## Saved entries

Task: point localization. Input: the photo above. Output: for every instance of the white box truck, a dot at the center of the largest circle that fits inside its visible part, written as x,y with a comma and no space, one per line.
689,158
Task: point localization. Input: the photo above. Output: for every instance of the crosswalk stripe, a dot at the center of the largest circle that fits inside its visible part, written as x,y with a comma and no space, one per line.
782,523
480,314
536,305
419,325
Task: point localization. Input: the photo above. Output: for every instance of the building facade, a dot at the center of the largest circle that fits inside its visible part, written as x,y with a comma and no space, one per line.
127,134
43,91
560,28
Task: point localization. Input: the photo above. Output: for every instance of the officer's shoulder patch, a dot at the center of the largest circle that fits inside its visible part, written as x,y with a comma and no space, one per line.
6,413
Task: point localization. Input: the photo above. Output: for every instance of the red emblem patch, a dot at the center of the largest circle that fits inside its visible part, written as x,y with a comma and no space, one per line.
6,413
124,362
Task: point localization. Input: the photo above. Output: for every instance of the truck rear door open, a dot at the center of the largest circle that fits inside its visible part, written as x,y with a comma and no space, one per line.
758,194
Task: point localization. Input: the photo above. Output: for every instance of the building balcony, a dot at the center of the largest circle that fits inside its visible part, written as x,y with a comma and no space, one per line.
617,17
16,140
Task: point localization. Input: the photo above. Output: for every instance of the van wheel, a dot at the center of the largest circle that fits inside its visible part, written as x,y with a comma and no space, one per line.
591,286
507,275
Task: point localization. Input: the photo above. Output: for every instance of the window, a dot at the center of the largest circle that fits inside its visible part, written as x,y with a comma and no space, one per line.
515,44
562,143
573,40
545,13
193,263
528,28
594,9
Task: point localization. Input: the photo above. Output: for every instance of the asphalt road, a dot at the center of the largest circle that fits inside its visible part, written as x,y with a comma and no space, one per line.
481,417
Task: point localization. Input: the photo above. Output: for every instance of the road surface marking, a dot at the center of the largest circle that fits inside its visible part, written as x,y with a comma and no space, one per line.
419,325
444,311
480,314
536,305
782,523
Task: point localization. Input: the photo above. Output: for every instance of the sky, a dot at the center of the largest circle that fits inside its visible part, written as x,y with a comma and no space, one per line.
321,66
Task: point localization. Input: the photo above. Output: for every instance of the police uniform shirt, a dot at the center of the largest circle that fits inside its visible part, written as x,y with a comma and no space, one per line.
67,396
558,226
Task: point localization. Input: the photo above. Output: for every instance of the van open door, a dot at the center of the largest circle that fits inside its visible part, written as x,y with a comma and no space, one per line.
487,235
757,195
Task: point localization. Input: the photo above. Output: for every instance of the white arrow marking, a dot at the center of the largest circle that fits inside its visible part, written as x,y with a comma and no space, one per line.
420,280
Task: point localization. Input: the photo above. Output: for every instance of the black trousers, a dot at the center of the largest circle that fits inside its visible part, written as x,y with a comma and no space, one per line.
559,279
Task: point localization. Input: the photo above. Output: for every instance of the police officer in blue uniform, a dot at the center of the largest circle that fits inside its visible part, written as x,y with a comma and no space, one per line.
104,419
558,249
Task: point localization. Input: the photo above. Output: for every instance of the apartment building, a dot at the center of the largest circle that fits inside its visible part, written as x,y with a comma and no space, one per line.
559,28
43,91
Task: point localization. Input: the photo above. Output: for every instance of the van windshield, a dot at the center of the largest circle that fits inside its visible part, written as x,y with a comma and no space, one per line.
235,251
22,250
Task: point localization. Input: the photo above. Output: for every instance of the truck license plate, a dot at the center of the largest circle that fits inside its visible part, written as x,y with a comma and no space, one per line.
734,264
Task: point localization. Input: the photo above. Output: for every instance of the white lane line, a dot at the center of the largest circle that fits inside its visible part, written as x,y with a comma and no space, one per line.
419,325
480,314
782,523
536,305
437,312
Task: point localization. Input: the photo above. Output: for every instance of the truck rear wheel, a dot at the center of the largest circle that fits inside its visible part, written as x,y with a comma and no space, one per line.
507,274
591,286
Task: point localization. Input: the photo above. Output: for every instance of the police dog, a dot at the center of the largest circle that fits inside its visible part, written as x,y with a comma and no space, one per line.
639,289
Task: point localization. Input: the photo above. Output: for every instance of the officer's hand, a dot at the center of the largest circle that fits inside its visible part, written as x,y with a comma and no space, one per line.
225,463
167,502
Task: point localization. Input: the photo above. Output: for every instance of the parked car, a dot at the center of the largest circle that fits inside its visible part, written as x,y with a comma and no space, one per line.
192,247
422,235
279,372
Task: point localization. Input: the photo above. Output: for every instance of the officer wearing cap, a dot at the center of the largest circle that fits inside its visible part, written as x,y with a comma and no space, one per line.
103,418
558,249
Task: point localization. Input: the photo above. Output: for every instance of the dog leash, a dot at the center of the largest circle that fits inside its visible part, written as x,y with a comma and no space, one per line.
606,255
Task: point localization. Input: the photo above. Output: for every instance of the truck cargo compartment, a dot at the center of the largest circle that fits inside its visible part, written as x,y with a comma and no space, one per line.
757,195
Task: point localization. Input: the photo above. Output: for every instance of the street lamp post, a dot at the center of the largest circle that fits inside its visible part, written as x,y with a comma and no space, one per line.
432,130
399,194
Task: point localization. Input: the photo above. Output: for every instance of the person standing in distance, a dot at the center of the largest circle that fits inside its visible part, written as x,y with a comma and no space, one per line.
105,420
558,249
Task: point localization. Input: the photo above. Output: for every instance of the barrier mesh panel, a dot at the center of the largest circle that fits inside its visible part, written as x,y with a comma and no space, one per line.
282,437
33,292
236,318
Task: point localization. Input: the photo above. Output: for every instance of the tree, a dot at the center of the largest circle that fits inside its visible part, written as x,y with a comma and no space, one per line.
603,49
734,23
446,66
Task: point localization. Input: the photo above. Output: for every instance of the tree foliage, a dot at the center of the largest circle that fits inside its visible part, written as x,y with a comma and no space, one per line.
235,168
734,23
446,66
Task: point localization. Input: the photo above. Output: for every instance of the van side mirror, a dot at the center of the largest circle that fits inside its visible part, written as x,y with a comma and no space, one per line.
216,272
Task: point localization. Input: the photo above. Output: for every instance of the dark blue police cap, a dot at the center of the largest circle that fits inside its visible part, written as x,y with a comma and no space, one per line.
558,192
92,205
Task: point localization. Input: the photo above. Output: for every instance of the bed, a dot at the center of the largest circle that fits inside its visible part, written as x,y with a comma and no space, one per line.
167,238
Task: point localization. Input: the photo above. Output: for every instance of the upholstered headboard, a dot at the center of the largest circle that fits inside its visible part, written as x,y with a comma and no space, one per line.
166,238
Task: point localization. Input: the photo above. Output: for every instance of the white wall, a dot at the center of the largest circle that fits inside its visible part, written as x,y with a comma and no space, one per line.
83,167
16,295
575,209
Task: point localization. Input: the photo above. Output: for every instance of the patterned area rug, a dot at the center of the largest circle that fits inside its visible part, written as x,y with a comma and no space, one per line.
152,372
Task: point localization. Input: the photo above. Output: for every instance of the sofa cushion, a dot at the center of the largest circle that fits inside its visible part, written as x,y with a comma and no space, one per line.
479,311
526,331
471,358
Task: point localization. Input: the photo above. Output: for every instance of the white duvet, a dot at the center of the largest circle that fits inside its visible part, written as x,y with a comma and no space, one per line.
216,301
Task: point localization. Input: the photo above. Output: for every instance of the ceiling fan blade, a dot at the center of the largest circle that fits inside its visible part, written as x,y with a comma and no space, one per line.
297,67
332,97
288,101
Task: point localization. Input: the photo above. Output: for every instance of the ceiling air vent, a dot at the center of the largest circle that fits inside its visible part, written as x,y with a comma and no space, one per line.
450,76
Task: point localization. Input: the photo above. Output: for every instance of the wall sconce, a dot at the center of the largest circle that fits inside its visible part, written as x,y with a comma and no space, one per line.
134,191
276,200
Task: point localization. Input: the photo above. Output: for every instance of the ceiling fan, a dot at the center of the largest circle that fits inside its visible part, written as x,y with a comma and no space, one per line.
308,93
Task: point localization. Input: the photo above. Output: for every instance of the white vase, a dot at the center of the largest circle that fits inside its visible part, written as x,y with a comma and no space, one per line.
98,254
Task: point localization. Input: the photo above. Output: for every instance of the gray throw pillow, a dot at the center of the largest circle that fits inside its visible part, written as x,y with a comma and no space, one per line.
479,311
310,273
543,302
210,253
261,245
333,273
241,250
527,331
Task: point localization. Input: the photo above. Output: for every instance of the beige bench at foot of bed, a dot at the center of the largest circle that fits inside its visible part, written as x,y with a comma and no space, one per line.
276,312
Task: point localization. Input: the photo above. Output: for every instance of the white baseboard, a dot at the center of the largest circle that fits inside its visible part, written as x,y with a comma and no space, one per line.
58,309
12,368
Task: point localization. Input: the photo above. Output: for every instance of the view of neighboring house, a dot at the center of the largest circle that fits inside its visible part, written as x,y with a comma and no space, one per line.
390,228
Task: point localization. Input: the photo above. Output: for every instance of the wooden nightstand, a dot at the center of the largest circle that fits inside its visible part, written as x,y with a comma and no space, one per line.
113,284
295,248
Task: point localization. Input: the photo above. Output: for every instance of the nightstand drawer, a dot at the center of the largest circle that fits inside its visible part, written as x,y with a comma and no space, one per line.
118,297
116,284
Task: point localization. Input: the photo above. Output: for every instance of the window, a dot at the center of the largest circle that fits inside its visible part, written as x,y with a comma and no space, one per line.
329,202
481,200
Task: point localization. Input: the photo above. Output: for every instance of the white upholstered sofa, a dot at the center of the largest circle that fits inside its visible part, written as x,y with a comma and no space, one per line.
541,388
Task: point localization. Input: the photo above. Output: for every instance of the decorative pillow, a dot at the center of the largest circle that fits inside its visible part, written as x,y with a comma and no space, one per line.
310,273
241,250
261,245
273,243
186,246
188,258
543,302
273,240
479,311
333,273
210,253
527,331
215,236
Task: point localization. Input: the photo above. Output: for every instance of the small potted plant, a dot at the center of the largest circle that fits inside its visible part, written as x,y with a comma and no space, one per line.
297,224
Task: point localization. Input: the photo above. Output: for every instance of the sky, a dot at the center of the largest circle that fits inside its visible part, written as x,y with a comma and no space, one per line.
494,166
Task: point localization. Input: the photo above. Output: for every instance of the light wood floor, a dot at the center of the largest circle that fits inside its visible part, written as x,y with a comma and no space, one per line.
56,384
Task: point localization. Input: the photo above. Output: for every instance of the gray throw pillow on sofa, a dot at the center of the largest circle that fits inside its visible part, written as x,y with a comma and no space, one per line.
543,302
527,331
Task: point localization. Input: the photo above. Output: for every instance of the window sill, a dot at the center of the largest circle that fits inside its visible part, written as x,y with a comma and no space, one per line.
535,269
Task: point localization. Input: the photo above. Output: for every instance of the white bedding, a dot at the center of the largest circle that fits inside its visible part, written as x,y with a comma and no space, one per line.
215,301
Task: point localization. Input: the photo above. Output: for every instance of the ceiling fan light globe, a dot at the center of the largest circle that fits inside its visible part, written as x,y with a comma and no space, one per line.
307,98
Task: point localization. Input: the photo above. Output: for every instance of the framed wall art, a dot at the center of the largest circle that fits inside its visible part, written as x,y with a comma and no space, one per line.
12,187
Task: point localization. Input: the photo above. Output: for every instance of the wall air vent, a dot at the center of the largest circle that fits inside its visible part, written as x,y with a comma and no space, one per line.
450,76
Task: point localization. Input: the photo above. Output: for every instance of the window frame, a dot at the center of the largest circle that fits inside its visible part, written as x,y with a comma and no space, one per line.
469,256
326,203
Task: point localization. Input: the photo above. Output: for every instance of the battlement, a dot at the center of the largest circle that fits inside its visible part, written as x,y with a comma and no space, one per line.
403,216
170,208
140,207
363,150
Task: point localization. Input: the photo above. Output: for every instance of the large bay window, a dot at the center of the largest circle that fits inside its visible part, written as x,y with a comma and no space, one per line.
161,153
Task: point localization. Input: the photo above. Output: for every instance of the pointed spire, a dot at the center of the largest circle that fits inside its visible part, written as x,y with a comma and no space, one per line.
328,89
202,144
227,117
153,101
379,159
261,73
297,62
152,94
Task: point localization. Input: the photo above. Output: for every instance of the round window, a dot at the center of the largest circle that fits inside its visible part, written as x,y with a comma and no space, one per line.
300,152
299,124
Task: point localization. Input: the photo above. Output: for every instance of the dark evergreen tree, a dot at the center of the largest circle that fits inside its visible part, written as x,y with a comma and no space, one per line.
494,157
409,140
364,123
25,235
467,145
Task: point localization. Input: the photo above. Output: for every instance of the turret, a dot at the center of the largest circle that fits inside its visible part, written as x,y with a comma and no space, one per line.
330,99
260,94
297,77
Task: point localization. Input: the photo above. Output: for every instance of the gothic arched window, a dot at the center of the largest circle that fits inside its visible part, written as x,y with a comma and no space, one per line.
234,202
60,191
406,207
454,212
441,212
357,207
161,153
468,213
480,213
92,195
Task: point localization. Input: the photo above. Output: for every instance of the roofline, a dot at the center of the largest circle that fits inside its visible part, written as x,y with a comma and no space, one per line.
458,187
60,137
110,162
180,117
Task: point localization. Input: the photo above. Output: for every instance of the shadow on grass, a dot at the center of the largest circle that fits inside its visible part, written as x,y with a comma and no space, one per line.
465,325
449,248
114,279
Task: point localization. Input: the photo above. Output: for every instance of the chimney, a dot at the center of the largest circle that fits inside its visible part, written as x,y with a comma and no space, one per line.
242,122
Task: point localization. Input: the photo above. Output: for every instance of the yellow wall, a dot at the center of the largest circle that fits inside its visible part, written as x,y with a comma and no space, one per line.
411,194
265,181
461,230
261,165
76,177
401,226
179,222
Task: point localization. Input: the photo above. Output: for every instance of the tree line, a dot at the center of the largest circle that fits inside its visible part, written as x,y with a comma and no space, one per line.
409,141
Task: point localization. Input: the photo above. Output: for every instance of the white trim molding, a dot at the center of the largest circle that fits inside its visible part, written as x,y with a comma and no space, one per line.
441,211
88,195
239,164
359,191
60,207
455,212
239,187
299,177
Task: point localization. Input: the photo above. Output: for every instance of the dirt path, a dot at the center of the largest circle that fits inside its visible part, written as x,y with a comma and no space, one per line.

## Brief
Lines from the one containing "the white trim" to the last line above, both included: copy these exactly and write nothing else.

## The answer
Task: point localization. Input: the photo above. Output: for every instance of the white trim molding, a dot at the center of the largest circle that fits inside its visible part, written as x,y with a comma and no space, one per line.
441,211
88,195
239,164
359,191
60,207
455,212
239,187
299,177
Task: point localization. Input: the photo above. Output: for every instance of the dirt path, a dot at the center of the largest circle that fits inside its visible part, written as x,y with a comma and no space, one per line.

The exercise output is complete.